§ **TASK DETAILS**
Rewrite the paragraph beginning "Back-to-back doubles by Jayson Werth" from the article on Bartolo Colon's Mets debut as a short list that keeps its main facts.

§ **TEXT UNDER STUDY**
____________
Bartolo Colon so-so as he loses debut with Mets

Mets pitcher Bartolo Colon reacts as he walks

Mets pitcher Bartolo Colon reacts as he walks off the field after the top of the third inning against the Washington Nationals in an MLB baseball game at Citi Field on Wednesday, April 2, 2014. (Credit: Kathleen Malone-Van Dyke)

The season is very young. Bartolo Colon is not. But in his Mets debut, Colon -- he'll be 41 next month -- Wednesday night was being asked to provide ballast to an increasingly lightweight pitching staff of theoretically developing stars.

His pudgy, 260-pound contours aside, the 17th-year major-leaguer was unable to bring enough heft in a 5-1 loss to the Nationals.

At least Colon didn't hurt his arm, as per the disease that seems to be spreading among the Mets' pitchers. Instead, after three solid innings, he experienced a steady diet of Washington offense.

Back-to-back doubles by Jayson Werth and Adam LaRoche brought the Nationals into a 1-1 tie in the fourth. In the fifth, Ian Desmond and winning pitcher Gio Gonzalez walloped long solo home runs. By the time Colon was lifted after six innings, down 3-1, he had been touched for nine hits and three runs. Not so terrible.

"I felt great,'' Colon said through an interpreter, "and I thought I pitched very well.''

He did agree with manager Terry Collins' observation that he was leaving too many pitches high in the zone.

The result was a lot of fly balls, five of which were chased down in the wide Citi Field pastures by swift centerfielder Juan Lagares, whose legs yielded a quick run in the first with a leadoff triple followed by David Wright's sacrifice fly.

Lagares' two-out double in the fifth appeared capable of scoring Ruben Tejada, who had singled, from first base. But Tejada, still upright when tagged, was thrown out easily by Bryce Harper.

"He has to slide, yes,'' Collins said of Tejada, but guessed there was "some confusion'' about aspects of the new rule against home-plate collisions with catchers.

Mets batters, who struck out 18 times in Monday's season opener, whiffed another 13 times. They produced only three hits, all off Gonzalez, who struck out six in six innings and walked only one.
____________
§ **SOURCE DATA**
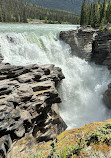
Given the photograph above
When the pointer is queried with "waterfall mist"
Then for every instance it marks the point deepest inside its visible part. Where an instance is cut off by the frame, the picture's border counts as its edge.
(84, 83)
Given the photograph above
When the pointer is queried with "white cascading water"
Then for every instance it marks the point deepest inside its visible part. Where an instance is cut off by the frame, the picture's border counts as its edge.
(84, 83)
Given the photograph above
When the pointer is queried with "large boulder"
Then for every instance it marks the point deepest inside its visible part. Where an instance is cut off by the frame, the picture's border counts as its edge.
(29, 103)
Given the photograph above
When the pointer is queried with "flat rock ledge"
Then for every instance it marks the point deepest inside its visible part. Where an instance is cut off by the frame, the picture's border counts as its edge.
(80, 41)
(29, 103)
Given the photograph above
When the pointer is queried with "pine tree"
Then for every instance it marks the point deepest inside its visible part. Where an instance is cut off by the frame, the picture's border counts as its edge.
(108, 12)
(84, 13)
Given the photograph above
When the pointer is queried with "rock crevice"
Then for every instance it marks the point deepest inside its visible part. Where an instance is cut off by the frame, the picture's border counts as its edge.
(29, 103)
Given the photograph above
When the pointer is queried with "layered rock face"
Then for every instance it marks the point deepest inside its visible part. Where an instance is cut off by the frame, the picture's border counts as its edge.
(101, 54)
(80, 41)
(101, 49)
(29, 103)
____________
§ **RESPONSE BELOW**
- Fourth inning: back-to-back doubles by Jayson Werth and Adam LaRoche tied the game 1-1.
- Fifth inning: Ian Desmond and winning pitcher Gio Gonzalez each hit long solo home runs.
- Colon left after six innings, trailing 3-1, having allowed nine hits and three runs, which was not so terrible.